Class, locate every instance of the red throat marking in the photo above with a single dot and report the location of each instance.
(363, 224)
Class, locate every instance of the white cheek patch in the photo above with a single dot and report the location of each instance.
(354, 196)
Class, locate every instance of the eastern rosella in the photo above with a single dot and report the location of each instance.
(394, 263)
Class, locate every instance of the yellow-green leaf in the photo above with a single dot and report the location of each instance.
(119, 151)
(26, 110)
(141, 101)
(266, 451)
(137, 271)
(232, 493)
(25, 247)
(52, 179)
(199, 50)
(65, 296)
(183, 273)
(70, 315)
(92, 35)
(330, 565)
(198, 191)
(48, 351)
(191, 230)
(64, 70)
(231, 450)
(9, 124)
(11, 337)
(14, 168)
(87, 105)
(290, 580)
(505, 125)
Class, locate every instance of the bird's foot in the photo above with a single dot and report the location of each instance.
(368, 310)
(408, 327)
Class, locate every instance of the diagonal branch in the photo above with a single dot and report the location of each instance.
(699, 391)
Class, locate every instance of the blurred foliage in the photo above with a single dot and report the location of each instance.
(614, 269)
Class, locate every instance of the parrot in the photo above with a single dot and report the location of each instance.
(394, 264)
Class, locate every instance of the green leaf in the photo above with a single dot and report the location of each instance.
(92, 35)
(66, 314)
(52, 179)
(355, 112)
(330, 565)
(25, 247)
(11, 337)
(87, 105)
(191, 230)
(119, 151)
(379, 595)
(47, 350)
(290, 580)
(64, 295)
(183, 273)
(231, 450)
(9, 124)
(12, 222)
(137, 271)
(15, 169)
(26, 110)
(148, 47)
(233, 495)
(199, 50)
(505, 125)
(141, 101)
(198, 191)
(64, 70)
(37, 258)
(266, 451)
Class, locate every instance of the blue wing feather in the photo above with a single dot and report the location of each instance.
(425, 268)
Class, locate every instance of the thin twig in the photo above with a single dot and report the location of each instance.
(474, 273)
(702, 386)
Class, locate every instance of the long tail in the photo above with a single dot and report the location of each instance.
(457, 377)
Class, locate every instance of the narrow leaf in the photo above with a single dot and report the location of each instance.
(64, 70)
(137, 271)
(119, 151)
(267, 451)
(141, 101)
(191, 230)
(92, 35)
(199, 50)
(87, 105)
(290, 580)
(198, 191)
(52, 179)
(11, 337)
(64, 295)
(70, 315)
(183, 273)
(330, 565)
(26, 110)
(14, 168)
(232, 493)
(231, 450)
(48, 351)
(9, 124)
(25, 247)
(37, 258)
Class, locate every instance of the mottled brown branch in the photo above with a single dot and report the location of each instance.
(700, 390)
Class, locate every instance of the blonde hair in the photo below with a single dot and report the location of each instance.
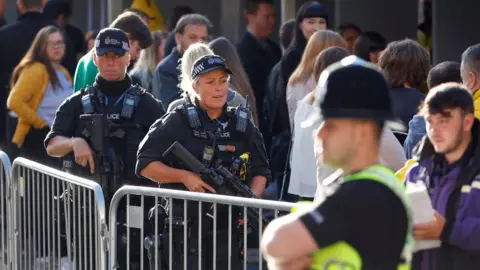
(239, 79)
(320, 41)
(189, 57)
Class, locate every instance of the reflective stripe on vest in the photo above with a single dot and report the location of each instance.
(341, 255)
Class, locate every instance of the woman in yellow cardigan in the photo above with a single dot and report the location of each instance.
(39, 85)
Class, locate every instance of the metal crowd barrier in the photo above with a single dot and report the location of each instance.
(58, 219)
(5, 212)
(179, 229)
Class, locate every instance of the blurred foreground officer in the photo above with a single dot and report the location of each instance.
(119, 115)
(210, 132)
(366, 222)
(449, 165)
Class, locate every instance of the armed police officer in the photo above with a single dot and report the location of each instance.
(97, 130)
(212, 133)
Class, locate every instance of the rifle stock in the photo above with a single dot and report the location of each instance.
(219, 178)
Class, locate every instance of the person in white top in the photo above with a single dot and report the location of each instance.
(302, 82)
(302, 162)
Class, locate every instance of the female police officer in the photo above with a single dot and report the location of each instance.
(202, 125)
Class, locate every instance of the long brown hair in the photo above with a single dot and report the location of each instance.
(320, 41)
(38, 53)
(324, 59)
(239, 80)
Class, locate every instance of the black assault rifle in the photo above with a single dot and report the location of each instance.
(219, 178)
(108, 168)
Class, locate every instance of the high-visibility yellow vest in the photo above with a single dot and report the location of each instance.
(342, 256)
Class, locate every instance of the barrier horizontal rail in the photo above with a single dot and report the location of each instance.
(135, 219)
(59, 220)
(6, 233)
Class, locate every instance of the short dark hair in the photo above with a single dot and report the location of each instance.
(31, 3)
(178, 12)
(405, 61)
(190, 19)
(251, 6)
(135, 28)
(448, 96)
(471, 60)
(369, 42)
(346, 26)
(287, 29)
(448, 71)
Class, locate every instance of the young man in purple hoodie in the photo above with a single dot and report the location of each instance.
(449, 164)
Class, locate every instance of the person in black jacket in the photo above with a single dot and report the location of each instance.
(15, 40)
(257, 52)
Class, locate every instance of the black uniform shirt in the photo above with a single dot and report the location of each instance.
(67, 120)
(174, 127)
(368, 216)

....

Reproduce each record above by retyping it exactly; omit all images.

Class, locate every instance of the red throat marking in the photo above with a single dot and report the location of each instance.
(363, 224)
Class, locate every instance of the white cheek patch in the photo above with a single dot and report the location of each instance.
(354, 196)
Class, locate every instance of the eastern rosella in the photo above with a single dot and report the location of each instance.
(394, 263)
Class, locate every instance of the yellow-green leaf in the photo above with a single dot and report the location of each instance.
(119, 151)
(26, 110)
(141, 101)
(266, 451)
(137, 271)
(232, 493)
(25, 247)
(52, 179)
(199, 50)
(65, 296)
(183, 273)
(70, 315)
(92, 35)
(330, 565)
(198, 191)
(48, 351)
(191, 230)
(64, 70)
(231, 450)
(9, 124)
(11, 337)
(14, 168)
(87, 105)
(290, 580)
(505, 125)
Class, locate every instance of the bird's foot in the photo above with a single dot and report the location of each instance.
(368, 310)
(408, 327)
Class, locate every instance of the diagonal branch in the photo above with a single dot and report the location of each instance.
(699, 391)
Class, locate every instance of the blurred foliage in the photo above with a single dot and report the location of each instance.
(614, 269)
Class, locate every instance of the parrot in the photo above with a single dot and report the location of each instance.
(394, 264)
Class, locate every instance of the green leaf in the photo above with a single dot and report the location of each instance.
(92, 35)
(66, 314)
(52, 179)
(355, 112)
(330, 565)
(25, 247)
(11, 337)
(87, 105)
(191, 230)
(119, 151)
(379, 595)
(47, 350)
(290, 580)
(64, 295)
(183, 273)
(231, 450)
(9, 124)
(12, 222)
(137, 271)
(15, 169)
(26, 110)
(148, 47)
(233, 495)
(199, 50)
(505, 125)
(141, 101)
(198, 191)
(64, 70)
(37, 258)
(266, 451)
Class, locate every instance of the blue wing feather in the photo above with a single dot and report the location of each instance.
(425, 268)
Class, locate every instance of the thin twig in the photo above with a single dot and report the location of each instance.
(474, 273)
(702, 386)
Class, locate every instance of the long tail in the photo above with a single dot and report the location of each instance.
(457, 377)
Class, locate every instance of the narrow leaf in the photo above with a single dot and report the location of each instance.
(64, 70)
(137, 271)
(119, 151)
(267, 451)
(141, 101)
(191, 230)
(92, 35)
(199, 50)
(87, 105)
(290, 580)
(198, 191)
(52, 179)
(11, 337)
(64, 295)
(70, 315)
(183, 273)
(330, 565)
(26, 110)
(14, 168)
(232, 493)
(231, 450)
(48, 351)
(9, 124)
(25, 247)
(37, 258)
Class, locate every instance of the mottled brown branch in the photo above with a single dot and report the location of each instance.
(700, 390)
Class, locate every instance of the blonde hair in the photo below with a single dot and report the location of each instance.
(239, 79)
(320, 41)
(189, 57)
Class, locate every instance of the reflective stripe on vest in the photo above with a single dot and report the location of each instance.
(341, 255)
Class, locate every instance of the woman in yellow cardigan in the photo above with a single dot and report the location of each instance.
(39, 85)
Class, locate every instance of the metal crowd barrier in the photo above with a single dot and report the location of each instance.
(58, 219)
(5, 212)
(179, 229)
Class, locate every instance of the blurred foreground officer in the photo above with a single dot and report the location of each instance.
(119, 115)
(210, 132)
(366, 222)
(449, 165)
Class, locate every instance of the armed police officer in the photo above with a single dot and report the location of each instance.
(97, 130)
(212, 133)
Class, locate every instance of the rifle stock in the photo above with a single dot and report the location of each instance.
(219, 178)
Class, locate every instance of the person in white top in the photo above with a single dot and report the location of each instance.
(302, 82)
(302, 162)
Class, locate every instance of the female police officer in the photo above with a single dot and report the location of each instance.
(202, 125)
Class, locate every instance of the long brown hair in the photo above with a single dot and report the location of each instance.
(320, 41)
(38, 53)
(324, 59)
(239, 80)
Class, locate every instance of the black assault rifle in the photo above with a single dot and report the location of each instance.
(219, 178)
(108, 168)
Class, locate every instance of the high-visibility yellow vest in the photo above with a single dot and report the location of each instance.
(342, 256)
Class, locate every instance of the barrier horizontal rail in the photo above with a single dot and report the location of each instance.
(135, 219)
(59, 220)
(6, 233)
Class, locate every instance of the short dark hair in the photo above with a single dot and report the location of each instance.
(31, 3)
(178, 12)
(405, 61)
(190, 19)
(251, 6)
(135, 28)
(448, 96)
(471, 60)
(369, 42)
(346, 26)
(287, 29)
(448, 71)
Class, locate every instance of the young man in purple hoodie in the photo above with a single dot and report the location of each instance.
(449, 164)
Class, locate every instance of the person in black jacket in the photo above with a single dot and report the location of each instance.
(15, 40)
(257, 52)
Class, locate every instance of the black uniform shirt in the photo above with a single dot and report the location of each instance.
(67, 120)
(174, 127)
(368, 216)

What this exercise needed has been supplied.